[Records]
========

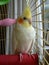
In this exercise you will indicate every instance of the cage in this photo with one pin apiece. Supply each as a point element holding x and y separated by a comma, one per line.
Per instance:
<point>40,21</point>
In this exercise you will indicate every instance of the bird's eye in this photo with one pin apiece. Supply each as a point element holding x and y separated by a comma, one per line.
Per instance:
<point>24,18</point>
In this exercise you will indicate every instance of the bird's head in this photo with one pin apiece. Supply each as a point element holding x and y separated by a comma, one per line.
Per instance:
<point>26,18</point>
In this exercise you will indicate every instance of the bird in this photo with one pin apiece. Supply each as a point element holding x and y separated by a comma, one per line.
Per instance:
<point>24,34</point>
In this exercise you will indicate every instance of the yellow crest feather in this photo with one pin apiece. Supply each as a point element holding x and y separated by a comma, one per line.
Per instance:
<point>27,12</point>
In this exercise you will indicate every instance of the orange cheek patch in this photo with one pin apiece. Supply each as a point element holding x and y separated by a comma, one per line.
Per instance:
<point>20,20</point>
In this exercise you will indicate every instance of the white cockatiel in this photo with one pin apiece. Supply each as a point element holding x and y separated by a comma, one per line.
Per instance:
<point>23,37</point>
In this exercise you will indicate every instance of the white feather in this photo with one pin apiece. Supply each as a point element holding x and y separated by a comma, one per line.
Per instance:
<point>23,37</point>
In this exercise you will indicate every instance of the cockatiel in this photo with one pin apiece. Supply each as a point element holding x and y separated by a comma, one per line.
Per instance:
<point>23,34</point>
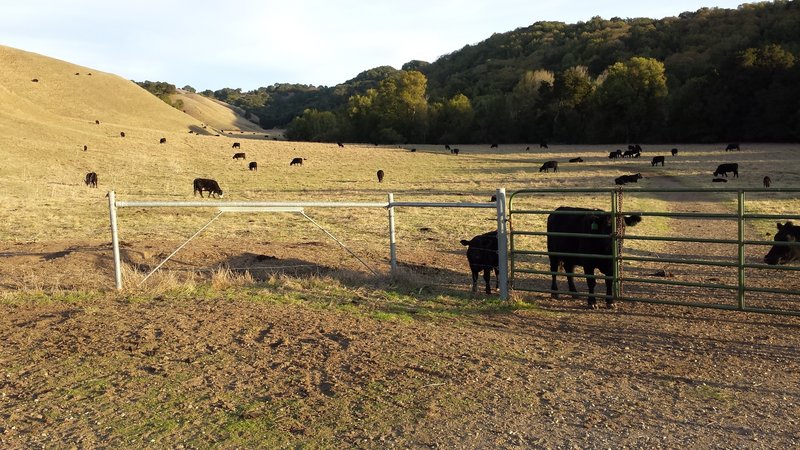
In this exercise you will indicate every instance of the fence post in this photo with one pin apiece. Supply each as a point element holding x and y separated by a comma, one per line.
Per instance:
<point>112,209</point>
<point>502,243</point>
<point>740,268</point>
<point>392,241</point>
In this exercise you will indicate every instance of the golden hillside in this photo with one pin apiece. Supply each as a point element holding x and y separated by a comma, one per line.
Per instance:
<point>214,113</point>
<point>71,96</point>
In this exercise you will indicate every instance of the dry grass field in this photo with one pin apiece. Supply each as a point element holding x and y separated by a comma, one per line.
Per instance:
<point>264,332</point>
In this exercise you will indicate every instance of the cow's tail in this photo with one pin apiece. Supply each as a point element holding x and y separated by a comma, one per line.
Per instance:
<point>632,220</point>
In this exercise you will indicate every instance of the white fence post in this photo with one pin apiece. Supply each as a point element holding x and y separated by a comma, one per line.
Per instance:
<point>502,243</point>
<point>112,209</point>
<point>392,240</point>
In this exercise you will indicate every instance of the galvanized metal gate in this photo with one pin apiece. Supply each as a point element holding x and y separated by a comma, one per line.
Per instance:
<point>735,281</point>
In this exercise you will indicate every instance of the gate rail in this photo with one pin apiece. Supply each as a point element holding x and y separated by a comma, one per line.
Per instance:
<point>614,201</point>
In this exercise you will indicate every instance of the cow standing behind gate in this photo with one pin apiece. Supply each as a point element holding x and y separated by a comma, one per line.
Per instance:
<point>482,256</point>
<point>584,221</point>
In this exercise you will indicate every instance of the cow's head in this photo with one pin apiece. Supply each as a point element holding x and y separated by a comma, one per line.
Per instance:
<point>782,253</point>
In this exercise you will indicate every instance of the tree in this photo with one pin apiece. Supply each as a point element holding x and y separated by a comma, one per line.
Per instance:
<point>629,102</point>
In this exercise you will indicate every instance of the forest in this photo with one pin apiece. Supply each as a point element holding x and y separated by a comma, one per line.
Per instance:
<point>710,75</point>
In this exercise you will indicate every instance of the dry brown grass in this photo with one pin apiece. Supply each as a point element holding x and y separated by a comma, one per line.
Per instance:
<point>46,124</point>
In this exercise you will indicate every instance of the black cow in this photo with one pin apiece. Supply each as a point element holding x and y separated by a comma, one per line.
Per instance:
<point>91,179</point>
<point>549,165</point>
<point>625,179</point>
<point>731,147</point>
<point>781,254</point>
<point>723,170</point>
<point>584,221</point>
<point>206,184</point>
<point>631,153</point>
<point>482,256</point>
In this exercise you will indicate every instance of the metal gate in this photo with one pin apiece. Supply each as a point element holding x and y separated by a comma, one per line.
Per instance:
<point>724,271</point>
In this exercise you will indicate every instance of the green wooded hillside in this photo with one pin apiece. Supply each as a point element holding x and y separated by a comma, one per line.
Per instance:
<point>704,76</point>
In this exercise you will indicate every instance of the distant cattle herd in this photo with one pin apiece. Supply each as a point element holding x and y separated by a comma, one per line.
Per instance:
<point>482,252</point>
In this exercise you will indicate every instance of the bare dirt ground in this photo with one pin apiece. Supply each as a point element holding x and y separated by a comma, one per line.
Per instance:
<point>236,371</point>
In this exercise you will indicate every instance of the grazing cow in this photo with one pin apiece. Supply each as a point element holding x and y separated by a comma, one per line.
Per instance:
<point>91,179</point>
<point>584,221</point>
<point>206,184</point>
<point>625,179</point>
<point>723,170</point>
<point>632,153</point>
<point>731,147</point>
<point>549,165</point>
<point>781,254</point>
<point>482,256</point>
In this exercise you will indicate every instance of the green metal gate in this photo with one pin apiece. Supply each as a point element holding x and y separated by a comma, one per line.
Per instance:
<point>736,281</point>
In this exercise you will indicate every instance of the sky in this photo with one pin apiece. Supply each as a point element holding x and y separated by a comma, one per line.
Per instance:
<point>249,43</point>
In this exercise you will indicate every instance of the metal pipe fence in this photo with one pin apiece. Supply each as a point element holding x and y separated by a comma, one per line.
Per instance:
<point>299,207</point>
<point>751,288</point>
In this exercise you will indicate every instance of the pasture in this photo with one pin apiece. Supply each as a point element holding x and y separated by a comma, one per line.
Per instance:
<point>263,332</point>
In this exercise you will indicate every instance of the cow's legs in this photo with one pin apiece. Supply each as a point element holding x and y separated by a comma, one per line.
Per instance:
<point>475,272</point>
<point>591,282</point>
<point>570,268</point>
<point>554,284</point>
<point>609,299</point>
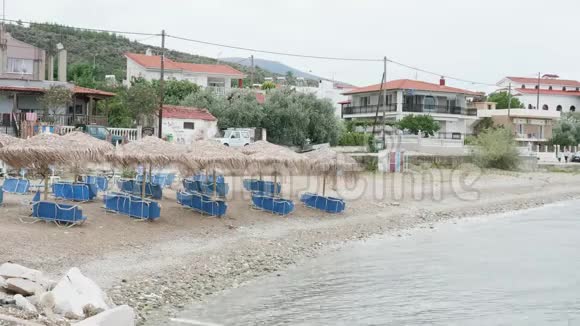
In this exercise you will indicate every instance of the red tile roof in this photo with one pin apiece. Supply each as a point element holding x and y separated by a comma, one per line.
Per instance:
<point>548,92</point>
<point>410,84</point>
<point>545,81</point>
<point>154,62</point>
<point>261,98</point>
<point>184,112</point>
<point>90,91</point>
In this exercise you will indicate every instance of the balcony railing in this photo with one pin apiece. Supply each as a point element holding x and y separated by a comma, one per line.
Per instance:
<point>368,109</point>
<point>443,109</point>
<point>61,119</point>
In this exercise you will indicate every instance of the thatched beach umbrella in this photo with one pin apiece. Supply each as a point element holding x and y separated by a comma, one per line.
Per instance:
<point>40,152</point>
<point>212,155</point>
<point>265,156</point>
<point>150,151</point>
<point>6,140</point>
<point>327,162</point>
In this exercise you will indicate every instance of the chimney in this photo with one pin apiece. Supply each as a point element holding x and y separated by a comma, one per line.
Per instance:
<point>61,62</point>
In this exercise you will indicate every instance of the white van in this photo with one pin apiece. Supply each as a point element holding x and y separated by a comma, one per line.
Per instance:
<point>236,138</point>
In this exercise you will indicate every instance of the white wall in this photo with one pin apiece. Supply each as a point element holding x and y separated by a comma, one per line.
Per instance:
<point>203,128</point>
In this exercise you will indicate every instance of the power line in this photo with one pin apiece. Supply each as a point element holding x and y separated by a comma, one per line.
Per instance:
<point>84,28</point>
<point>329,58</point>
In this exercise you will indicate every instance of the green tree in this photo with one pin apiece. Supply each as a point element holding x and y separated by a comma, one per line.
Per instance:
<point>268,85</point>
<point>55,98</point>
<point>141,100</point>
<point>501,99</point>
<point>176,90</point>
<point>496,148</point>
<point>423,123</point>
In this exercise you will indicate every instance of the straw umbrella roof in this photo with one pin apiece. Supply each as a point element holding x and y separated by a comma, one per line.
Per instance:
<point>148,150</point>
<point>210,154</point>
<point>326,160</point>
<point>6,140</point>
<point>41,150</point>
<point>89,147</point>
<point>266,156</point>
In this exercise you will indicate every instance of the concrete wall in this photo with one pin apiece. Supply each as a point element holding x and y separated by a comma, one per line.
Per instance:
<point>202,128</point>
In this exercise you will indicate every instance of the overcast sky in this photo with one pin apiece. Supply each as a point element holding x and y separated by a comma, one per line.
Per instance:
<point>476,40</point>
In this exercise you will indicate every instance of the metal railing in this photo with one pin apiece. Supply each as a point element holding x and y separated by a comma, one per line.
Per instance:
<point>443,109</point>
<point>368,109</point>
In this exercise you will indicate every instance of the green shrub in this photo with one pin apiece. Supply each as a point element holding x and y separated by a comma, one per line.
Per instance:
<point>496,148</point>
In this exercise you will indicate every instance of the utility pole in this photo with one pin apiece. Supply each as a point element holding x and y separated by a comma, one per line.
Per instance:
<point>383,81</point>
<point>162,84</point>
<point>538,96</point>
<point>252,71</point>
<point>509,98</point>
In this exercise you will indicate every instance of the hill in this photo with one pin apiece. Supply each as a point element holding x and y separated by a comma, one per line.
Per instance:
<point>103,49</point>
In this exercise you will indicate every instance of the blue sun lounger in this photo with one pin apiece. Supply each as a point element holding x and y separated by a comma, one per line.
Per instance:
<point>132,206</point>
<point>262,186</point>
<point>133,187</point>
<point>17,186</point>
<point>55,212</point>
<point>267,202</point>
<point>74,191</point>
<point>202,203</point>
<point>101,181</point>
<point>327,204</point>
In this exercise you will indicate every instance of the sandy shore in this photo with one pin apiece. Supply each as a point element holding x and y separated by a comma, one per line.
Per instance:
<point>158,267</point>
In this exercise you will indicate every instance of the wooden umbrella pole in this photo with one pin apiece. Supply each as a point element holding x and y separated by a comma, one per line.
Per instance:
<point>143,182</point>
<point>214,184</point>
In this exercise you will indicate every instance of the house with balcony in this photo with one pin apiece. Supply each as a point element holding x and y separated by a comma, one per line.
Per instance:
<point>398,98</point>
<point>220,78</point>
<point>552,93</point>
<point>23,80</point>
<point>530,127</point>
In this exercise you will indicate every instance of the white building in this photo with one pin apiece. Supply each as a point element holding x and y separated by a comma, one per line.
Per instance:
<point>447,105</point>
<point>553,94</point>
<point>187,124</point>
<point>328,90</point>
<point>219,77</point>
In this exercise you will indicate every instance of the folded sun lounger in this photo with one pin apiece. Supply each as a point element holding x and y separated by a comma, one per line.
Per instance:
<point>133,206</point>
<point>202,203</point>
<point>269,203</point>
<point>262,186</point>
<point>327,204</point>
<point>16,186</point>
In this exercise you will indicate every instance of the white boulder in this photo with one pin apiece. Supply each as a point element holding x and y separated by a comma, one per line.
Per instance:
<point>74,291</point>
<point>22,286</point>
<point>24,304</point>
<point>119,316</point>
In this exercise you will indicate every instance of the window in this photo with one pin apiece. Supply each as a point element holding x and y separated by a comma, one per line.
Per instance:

========

TASK DIRECTIONS:
Reproduce the lines of the listing above verbatim, starting at the line that contains "the green wooded" and ending at the line that contains "<point>482,252</point>", including both of those lines.

PROBLEM SOLUTION:
In this exercise you will indicate every instance of the green wooded hillside in this photo with one pin apiece. Supply each as a point element holding x and y separated by a comma, one per line.
Per instance:
<point>704,76</point>
In this exercise you will indicate every instance of the distant cattle herd in this photo with one pin apiece. Supply each as a point element holding x and y separated by a comma, one per line.
Per instance:
<point>482,252</point>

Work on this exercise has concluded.